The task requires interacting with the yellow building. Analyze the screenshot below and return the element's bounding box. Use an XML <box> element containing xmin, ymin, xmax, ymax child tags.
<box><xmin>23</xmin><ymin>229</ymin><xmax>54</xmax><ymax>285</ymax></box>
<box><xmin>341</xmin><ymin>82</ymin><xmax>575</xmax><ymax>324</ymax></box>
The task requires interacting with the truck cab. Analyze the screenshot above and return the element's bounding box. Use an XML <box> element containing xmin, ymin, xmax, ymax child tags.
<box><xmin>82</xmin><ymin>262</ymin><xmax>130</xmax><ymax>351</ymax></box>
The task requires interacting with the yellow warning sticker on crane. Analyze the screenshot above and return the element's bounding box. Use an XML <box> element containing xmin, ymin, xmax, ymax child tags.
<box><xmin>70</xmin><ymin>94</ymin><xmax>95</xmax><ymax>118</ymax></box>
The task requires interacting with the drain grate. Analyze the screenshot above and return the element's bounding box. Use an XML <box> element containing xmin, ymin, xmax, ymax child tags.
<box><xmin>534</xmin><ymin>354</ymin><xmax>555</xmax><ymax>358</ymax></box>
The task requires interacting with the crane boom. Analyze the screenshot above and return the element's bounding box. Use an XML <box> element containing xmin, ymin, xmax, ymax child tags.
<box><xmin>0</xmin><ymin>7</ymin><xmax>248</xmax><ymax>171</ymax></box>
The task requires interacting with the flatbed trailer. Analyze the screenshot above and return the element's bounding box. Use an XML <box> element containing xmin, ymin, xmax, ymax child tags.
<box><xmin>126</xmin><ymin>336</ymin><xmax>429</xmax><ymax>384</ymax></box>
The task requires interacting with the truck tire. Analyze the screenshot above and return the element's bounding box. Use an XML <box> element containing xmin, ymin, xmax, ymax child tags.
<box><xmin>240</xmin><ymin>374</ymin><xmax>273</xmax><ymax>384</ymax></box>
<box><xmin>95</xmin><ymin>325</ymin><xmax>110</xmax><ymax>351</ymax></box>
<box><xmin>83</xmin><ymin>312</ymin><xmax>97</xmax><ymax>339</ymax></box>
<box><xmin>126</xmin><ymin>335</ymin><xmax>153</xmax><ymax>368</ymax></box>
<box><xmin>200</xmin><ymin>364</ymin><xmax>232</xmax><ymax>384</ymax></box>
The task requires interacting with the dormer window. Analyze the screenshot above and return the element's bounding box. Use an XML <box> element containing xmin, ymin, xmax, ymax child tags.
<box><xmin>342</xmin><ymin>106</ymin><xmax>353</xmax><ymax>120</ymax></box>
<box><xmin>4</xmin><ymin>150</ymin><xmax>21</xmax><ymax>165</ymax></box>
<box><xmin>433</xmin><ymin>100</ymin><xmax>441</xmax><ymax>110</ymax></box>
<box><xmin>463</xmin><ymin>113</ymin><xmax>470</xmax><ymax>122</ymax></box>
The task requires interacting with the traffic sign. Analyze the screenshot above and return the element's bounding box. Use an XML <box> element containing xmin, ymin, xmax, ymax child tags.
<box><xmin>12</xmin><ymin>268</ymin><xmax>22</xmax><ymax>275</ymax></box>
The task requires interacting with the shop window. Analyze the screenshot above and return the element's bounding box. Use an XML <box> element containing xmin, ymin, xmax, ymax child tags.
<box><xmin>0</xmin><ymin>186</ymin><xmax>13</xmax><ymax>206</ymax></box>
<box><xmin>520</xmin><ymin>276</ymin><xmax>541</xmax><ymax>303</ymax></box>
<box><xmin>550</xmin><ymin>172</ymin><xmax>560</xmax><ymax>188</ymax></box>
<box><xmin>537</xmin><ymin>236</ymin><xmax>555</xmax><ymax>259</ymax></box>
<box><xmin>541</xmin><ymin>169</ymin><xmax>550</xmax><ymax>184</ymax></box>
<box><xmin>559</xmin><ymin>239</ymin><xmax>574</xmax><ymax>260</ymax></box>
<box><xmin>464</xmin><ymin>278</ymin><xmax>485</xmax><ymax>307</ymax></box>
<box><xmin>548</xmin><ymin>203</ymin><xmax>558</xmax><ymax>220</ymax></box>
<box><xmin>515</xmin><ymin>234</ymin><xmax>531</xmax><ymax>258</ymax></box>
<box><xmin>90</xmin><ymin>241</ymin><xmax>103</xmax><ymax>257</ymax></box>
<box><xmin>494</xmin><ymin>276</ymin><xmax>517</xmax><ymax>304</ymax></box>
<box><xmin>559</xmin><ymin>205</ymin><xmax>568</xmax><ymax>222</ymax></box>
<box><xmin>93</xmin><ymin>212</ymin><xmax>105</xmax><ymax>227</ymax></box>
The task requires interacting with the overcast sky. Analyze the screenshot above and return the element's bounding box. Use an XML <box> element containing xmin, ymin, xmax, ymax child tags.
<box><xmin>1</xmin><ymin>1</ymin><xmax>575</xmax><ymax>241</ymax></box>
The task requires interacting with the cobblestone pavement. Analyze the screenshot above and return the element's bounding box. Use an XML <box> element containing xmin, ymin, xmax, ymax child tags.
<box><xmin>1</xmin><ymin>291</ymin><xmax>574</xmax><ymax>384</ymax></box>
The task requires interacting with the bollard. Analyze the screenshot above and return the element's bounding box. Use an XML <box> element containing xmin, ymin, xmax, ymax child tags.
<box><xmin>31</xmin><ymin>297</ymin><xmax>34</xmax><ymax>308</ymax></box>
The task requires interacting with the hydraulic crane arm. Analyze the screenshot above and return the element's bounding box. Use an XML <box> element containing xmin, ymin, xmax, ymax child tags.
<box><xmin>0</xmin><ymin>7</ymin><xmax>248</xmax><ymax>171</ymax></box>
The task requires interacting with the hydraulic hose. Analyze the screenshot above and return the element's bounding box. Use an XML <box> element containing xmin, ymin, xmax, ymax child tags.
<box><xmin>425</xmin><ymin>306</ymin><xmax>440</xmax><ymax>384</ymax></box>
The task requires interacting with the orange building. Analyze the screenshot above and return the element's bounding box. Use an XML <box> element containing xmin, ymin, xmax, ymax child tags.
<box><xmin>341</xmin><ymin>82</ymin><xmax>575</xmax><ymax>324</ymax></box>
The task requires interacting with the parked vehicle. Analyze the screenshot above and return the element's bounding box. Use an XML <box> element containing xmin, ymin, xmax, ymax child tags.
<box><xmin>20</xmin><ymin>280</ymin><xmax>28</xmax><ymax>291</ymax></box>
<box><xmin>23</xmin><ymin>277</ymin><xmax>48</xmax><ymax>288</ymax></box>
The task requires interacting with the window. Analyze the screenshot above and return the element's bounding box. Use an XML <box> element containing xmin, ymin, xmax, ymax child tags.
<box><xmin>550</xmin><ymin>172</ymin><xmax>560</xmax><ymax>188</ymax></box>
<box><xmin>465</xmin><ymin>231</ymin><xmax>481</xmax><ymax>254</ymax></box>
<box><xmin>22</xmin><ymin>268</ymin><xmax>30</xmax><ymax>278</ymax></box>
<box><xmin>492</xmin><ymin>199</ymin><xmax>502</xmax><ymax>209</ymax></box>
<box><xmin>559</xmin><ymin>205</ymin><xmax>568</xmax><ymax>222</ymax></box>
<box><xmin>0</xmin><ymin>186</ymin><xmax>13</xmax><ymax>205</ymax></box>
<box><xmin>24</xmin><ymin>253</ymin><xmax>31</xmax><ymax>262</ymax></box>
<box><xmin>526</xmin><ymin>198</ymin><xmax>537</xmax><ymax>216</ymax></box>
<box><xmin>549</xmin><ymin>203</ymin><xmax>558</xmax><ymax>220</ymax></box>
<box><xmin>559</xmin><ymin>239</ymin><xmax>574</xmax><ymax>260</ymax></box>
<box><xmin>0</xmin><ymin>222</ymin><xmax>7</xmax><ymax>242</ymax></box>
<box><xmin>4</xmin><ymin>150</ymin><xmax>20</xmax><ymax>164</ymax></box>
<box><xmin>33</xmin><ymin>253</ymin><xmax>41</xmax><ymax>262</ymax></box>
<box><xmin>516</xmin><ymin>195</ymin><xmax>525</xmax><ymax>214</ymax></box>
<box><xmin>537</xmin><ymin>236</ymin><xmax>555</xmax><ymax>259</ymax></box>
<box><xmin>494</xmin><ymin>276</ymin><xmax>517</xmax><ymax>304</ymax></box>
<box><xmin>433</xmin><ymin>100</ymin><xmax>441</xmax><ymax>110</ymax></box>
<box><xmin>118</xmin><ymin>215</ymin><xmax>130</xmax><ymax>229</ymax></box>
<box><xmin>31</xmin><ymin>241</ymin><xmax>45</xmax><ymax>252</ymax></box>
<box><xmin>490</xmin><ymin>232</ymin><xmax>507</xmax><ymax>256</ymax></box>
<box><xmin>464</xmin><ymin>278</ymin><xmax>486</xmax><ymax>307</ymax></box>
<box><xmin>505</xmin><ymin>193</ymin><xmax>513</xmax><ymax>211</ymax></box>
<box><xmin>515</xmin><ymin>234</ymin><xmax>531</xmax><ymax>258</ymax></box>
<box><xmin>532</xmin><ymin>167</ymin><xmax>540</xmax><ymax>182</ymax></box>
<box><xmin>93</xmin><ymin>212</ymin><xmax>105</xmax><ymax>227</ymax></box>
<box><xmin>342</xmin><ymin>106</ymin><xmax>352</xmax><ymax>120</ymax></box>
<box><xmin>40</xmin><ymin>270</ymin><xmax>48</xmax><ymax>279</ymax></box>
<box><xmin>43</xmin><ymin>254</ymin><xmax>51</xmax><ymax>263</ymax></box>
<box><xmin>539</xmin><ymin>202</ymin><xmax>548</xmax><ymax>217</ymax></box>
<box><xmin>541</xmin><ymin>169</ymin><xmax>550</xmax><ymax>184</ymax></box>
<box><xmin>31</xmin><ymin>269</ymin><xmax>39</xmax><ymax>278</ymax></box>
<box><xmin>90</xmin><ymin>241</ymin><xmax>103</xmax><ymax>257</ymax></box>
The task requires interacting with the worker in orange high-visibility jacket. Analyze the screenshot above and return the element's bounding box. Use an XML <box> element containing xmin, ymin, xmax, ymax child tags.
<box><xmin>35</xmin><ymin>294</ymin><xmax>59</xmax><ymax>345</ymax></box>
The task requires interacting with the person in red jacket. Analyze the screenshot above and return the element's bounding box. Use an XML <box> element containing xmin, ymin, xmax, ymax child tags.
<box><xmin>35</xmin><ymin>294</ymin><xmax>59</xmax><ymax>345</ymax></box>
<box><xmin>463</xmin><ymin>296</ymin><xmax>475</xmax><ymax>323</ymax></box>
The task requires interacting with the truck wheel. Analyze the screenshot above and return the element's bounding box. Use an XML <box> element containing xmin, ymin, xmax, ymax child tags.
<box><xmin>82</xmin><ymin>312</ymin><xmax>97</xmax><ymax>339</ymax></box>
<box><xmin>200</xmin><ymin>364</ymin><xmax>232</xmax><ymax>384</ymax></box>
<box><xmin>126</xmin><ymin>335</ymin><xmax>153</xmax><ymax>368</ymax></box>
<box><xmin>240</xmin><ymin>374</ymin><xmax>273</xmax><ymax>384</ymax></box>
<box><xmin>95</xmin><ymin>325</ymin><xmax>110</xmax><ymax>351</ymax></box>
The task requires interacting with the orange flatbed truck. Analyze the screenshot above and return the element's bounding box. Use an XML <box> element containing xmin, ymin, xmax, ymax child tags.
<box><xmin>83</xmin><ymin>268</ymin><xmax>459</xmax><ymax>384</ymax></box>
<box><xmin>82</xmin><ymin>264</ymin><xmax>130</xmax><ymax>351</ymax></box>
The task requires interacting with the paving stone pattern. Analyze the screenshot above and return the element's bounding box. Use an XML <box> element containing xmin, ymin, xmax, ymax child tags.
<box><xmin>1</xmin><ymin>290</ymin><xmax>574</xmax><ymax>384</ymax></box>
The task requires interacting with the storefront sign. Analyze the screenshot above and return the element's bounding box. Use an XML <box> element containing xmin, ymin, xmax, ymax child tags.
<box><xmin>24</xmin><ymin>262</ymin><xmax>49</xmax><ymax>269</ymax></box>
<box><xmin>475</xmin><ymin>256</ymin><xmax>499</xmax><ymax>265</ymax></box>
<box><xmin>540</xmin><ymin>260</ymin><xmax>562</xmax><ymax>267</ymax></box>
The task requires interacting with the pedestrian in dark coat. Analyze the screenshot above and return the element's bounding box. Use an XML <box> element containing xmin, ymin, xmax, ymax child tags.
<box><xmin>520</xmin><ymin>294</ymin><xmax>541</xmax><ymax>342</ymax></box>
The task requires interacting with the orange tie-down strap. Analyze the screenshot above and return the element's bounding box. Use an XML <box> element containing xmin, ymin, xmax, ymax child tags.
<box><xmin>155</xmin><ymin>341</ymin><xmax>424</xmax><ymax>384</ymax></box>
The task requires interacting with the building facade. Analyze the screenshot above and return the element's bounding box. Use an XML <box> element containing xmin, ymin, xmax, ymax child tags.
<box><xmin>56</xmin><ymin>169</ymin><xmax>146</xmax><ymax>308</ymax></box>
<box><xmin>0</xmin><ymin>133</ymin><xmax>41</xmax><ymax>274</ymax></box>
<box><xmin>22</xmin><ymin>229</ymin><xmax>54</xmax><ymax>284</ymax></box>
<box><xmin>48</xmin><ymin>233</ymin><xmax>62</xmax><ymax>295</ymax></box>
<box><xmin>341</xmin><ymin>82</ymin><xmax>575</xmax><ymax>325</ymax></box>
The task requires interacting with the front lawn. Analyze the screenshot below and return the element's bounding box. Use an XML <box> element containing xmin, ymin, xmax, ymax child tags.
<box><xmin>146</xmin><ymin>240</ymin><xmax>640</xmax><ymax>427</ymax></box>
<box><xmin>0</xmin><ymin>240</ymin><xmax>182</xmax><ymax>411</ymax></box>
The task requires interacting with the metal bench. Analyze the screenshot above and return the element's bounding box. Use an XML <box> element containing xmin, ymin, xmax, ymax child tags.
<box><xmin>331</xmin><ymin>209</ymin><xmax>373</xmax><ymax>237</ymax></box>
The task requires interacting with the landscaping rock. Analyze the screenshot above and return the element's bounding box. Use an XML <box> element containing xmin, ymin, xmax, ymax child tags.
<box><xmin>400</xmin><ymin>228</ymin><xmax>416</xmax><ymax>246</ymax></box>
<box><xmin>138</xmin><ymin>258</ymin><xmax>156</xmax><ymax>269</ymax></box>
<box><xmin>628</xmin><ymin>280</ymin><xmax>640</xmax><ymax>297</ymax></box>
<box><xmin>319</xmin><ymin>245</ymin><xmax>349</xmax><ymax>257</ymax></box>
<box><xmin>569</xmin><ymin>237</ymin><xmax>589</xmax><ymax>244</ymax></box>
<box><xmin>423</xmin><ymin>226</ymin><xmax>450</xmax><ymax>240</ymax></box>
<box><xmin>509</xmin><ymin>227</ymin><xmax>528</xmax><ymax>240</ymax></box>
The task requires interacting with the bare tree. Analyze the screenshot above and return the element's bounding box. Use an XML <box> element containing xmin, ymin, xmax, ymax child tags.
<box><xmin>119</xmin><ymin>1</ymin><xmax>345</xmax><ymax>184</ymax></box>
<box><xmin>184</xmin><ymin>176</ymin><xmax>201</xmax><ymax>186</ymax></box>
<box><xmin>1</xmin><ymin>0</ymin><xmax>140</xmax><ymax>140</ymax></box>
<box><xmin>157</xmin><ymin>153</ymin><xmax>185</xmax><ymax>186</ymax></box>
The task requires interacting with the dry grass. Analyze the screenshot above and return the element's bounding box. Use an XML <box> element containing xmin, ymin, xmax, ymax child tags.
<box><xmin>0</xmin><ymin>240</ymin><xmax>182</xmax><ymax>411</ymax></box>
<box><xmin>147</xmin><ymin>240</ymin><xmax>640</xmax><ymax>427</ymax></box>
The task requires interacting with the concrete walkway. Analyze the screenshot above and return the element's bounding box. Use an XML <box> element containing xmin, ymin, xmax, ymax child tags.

==*==

Each line from the one containing "The task requires interacting with the landscaping" to the last line above must be returned exactly, and no line outside that range.

### TASK ANSWER
The task requires interacting with the landscaping rock. Analyze the screenshot above and return the element's bounding box. Use an XML <box> element containing xmin, ymin, xmax, ymax child tags.
<box><xmin>400</xmin><ymin>228</ymin><xmax>416</xmax><ymax>246</ymax></box>
<box><xmin>138</xmin><ymin>258</ymin><xmax>156</xmax><ymax>269</ymax></box>
<box><xmin>628</xmin><ymin>280</ymin><xmax>640</xmax><ymax>297</ymax></box>
<box><xmin>319</xmin><ymin>245</ymin><xmax>349</xmax><ymax>257</ymax></box>
<box><xmin>569</xmin><ymin>237</ymin><xmax>589</xmax><ymax>244</ymax></box>
<box><xmin>423</xmin><ymin>226</ymin><xmax>450</xmax><ymax>240</ymax></box>
<box><xmin>509</xmin><ymin>227</ymin><xmax>528</xmax><ymax>240</ymax></box>
The task requires interacting with the bare tree. Analyze the screenshot above and return the element's bounding box. Use an XML <box> element containing xmin, ymin, xmax, ymax child tags.
<box><xmin>119</xmin><ymin>1</ymin><xmax>345</xmax><ymax>184</ymax></box>
<box><xmin>184</xmin><ymin>176</ymin><xmax>201</xmax><ymax>186</ymax></box>
<box><xmin>1</xmin><ymin>0</ymin><xmax>140</xmax><ymax>140</ymax></box>
<box><xmin>157</xmin><ymin>153</ymin><xmax>185</xmax><ymax>186</ymax></box>
The task requires interacting with the dry grass. Analyze the screenshot above and return the element's bounding box. Use an XML <box> element containing xmin, ymin, xmax, ymax child tags.
<box><xmin>0</xmin><ymin>240</ymin><xmax>182</xmax><ymax>411</ymax></box>
<box><xmin>147</xmin><ymin>240</ymin><xmax>640</xmax><ymax>427</ymax></box>
The task requires interacting with the concrete walkway. Analyze the screenshot above and return the element's bounding box. Use an XML <box> element containing xmin, ymin, xmax, ymax child tags.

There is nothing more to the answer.